• _EXERCISE BRIEF_: Reproduce the material in full, unchanged.

— START OF GIVEN INFORMATION —

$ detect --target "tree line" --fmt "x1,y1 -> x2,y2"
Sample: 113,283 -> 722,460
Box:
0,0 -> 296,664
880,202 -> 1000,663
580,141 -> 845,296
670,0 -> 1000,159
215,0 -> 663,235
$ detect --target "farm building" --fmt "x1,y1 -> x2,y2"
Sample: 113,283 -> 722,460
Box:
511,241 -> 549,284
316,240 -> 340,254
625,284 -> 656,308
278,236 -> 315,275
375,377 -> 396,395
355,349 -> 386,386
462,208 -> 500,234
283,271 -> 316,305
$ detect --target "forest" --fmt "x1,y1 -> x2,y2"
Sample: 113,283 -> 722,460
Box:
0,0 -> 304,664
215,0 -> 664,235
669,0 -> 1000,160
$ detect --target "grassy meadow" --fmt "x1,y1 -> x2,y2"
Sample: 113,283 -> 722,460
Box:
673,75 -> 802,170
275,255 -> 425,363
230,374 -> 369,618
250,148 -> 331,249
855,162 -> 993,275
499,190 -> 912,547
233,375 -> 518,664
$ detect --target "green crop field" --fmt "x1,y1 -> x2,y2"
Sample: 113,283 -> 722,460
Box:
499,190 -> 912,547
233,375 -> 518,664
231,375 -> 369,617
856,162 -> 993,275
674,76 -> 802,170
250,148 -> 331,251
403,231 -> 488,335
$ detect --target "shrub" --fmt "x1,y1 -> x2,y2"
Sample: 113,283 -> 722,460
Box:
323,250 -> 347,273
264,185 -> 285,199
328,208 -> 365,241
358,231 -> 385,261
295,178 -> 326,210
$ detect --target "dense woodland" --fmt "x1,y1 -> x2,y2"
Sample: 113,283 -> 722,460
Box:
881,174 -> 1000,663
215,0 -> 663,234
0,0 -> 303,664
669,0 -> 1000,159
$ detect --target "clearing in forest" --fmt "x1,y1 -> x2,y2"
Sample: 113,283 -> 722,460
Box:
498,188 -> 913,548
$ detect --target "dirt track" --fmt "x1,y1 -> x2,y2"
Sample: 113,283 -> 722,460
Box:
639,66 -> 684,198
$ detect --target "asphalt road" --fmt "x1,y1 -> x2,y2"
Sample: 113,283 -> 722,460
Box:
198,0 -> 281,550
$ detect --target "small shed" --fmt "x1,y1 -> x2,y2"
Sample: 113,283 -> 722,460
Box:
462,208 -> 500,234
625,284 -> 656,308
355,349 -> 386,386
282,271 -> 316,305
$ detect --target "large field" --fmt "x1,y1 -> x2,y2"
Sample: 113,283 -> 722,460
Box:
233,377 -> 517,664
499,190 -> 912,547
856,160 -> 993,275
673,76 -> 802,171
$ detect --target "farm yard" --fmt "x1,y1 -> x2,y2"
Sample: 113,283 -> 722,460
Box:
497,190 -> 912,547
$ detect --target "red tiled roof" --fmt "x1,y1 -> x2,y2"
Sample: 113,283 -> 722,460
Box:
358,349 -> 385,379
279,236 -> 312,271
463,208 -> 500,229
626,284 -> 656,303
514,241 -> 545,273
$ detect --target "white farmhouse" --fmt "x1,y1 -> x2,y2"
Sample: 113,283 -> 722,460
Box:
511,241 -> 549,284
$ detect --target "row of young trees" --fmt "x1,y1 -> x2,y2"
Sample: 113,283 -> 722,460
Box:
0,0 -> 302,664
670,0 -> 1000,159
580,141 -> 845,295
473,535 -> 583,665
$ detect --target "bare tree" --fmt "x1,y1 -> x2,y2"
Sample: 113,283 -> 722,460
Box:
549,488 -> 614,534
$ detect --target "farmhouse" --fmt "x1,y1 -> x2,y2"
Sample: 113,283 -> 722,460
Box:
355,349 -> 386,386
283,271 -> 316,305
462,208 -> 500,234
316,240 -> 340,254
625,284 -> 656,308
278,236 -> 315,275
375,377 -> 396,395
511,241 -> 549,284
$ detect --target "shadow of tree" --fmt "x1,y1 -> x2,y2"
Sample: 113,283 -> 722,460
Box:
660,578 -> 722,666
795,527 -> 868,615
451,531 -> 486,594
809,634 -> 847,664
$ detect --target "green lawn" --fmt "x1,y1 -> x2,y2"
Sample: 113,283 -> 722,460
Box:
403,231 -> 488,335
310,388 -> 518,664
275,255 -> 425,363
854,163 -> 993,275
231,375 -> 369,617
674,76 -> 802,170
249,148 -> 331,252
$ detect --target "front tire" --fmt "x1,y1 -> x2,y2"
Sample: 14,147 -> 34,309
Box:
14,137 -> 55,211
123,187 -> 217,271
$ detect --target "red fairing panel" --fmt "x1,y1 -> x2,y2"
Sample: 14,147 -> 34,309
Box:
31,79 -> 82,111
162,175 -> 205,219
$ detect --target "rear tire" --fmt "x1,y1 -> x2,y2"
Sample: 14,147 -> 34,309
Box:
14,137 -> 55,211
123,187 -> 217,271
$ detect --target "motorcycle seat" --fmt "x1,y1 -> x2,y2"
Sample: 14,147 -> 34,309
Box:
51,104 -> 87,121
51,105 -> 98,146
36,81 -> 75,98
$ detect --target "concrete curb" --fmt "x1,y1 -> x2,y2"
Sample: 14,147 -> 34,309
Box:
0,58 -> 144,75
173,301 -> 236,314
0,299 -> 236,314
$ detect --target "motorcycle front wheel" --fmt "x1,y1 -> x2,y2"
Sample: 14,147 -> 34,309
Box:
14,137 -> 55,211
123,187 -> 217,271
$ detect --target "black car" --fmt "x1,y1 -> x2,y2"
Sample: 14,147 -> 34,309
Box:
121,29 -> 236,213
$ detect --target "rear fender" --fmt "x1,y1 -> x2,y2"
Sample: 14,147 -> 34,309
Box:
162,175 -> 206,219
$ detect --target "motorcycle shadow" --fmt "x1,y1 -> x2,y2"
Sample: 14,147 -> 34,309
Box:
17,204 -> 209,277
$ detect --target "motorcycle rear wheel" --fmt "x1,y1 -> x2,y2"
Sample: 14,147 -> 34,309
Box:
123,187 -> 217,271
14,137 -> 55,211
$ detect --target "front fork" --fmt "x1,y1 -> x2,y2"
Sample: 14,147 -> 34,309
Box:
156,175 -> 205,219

— END OF GIVEN INFORMATION —

• _FINISHED ANSWER_:
$ detect --target "tree line" --fmt "x1,y1 -> x2,y2"
Sample: 113,283 -> 722,460
Box:
0,0 -> 296,664
880,202 -> 1000,663
580,141 -> 845,296
670,0 -> 1000,159
215,0 -> 663,235
$ detect --target "farm building" --fmt "x1,y1 -> x2,y2"
Sample: 113,283 -> 722,460
Box:
511,241 -> 549,284
316,240 -> 340,254
625,284 -> 656,308
278,236 -> 315,275
375,377 -> 396,395
355,349 -> 386,386
462,208 -> 500,234
283,271 -> 316,305
$ detect --target "forest" --fmt "x1,y1 -> x2,y2"
Sample: 113,283 -> 722,460
Box:
0,0 -> 304,664
215,0 -> 664,235
669,0 -> 1000,160
$ detect --target "grassy meadow" --fmt "x1,y1 -> x2,y2"
Sample: 113,283 -> 722,460
Box:
673,75 -> 802,170
275,255 -> 425,363
230,374 -> 369,618
250,148 -> 331,249
855,162 -> 993,275
499,190 -> 912,547
233,375 -> 518,664
$ detect --target "green crop field" --fmt "x1,y1 -> x2,y2"
Sample: 113,283 -> 722,460
Box:
499,190 -> 912,547
233,375 -> 518,664
231,375 -> 369,617
856,162 -> 993,275
674,76 -> 802,170
250,148 -> 331,251
403,231 -> 488,335
$ detect --target "shrub" --fmt "x1,y1 -> x2,y2"
Sample: 113,283 -> 722,460
Box:
323,250 -> 347,273
264,185 -> 285,199
328,208 -> 365,241
358,231 -> 385,261
295,178 -> 326,210
$ detect --target "dense woodland" --fmt "x1,y1 -> x2,y2"
Sample: 113,283 -> 722,460
Box:
881,174 -> 1000,663
215,0 -> 663,234
0,0 -> 303,664
669,0 -> 1000,159
$ detect --target "clearing in forest" --fmt "x1,y1 -> x2,y2"
Sample: 113,283 -> 722,460
Box:
498,188 -> 913,548
$ detect --target "dirt track" --fmt "x1,y1 -> x2,y2"
Sample: 113,283 -> 722,460
Box:
639,66 -> 684,198
$ detect --target "asphalt road" --fmt "x1,y1 -> x2,y2"
Sample: 113,283 -> 722,460
Box:
198,0 -> 281,550
$ detect --target "small shed" --fmt "x1,y1 -> x2,y2"
Sample: 113,283 -> 722,460
Box:
462,208 -> 500,234
625,284 -> 656,308
355,349 -> 386,386
282,271 -> 316,305
$ detect --target "large field" --fmt "x1,y1 -> x2,y2"
Sample: 113,283 -> 722,460
Box:
233,377 -> 517,664
499,190 -> 912,547
856,160 -> 993,275
673,76 -> 802,171
$ detect --target "farm yard" --fmt "x1,y1 -> x2,y2"
Sample: 113,283 -> 722,460
Box:
497,190 -> 912,547
$ detect --target "red tiled roof" --fmt "x1,y1 -> x2,y2"
Sample: 113,283 -> 722,460
Box:
358,349 -> 385,379
279,236 -> 312,271
463,208 -> 500,229
626,284 -> 656,303
514,241 -> 545,273
$ detect --target "white farmhouse" --fmt "x1,y1 -> x2,y2"
Sample: 113,283 -> 722,460
Box:
511,241 -> 549,284
$ detect --target "row of young trees" --fmt "x1,y1 -> x2,y2"
Sample: 113,283 -> 722,460
Box:
0,0 -> 302,664
670,0 -> 1000,159
580,141 -> 845,295
473,535 -> 583,665
$ detect --target "bare tree" --fmt "x1,y1 -> x2,y2"
Sample: 113,283 -> 722,460
Box:
549,488 -> 614,534
$ detect --target "farmhouse" --fmt "x1,y1 -> x2,y2"
Sample: 113,283 -> 722,460
Box:
355,349 -> 386,386
283,271 -> 316,305
462,208 -> 500,234
316,240 -> 340,254
625,284 -> 656,308
278,236 -> 315,275
375,377 -> 396,395
511,241 -> 549,284
$ detect --target "shadow of tree" --fmt "x1,y1 -> x2,y2"
Sample: 113,283 -> 722,460
Box:
660,578 -> 722,666
795,527 -> 868,615
451,531 -> 486,594
809,634 -> 847,664
$ detect --target "green lawn" --fmt "x1,y1 -> x2,y2"
Sample: 113,283 -> 722,460
Box:
403,231 -> 488,335
310,388 -> 518,664
275,255 -> 425,363
854,163 -> 993,275
231,375 -> 369,617
674,76 -> 802,170
249,148 -> 331,252
$ detect --target "front tire" --fmt "x1,y1 -> x2,y2"
Sample: 14,147 -> 34,309
Box:
14,137 -> 55,211
123,187 -> 217,271
$ detect --target "red fairing panel" --fmt "x1,y1 -> x2,y2"
Sample: 14,147 -> 34,309
Box:
31,79 -> 82,111
162,175 -> 205,219
$ detect --target "rear tire" --fmt "x1,y1 -> x2,y2"
Sample: 14,147 -> 34,309
Box:
14,137 -> 55,211
123,187 -> 217,271
$ detect --target "motorcycle seat" --fmt "x1,y1 -> x2,y2"
Sample: 14,147 -> 34,309
Box:
51,104 -> 87,121
51,105 -> 98,146
36,81 -> 75,98
$ detect --target "concrete curb" --fmt "x1,y1 -> x2,y2"
Sample: 14,147 -> 34,309
Box:
0,58 -> 144,75
173,301 -> 236,314
0,299 -> 236,314
$ detect --target "motorcycle front wheel" --fmt "x1,y1 -> x2,y2"
Sample: 14,147 -> 34,309
Box:
14,137 -> 55,211
123,187 -> 217,271
$ detect --target "black car" --fmt "x1,y1 -> x2,y2"
Sample: 14,147 -> 34,309
Box:
121,29 -> 236,213
$ detect --target "rear fender" --fmt "x1,y1 -> x2,y2"
Sample: 14,147 -> 34,309
Box:
162,175 -> 206,219
$ detect --target "motorcycle shadow" --fmt "x1,y1 -> x2,y2"
Sample: 14,147 -> 34,309
Box:
17,204 -> 209,277
$ detect --target "motorcycle rear wheel" --fmt "x1,y1 -> x2,y2"
Sample: 14,147 -> 34,309
Box:
123,187 -> 217,271
14,137 -> 55,211
$ detect --target "front fork" --fmt "x1,y1 -> x2,y2"
Sample: 14,147 -> 34,309
Box:
156,175 -> 205,219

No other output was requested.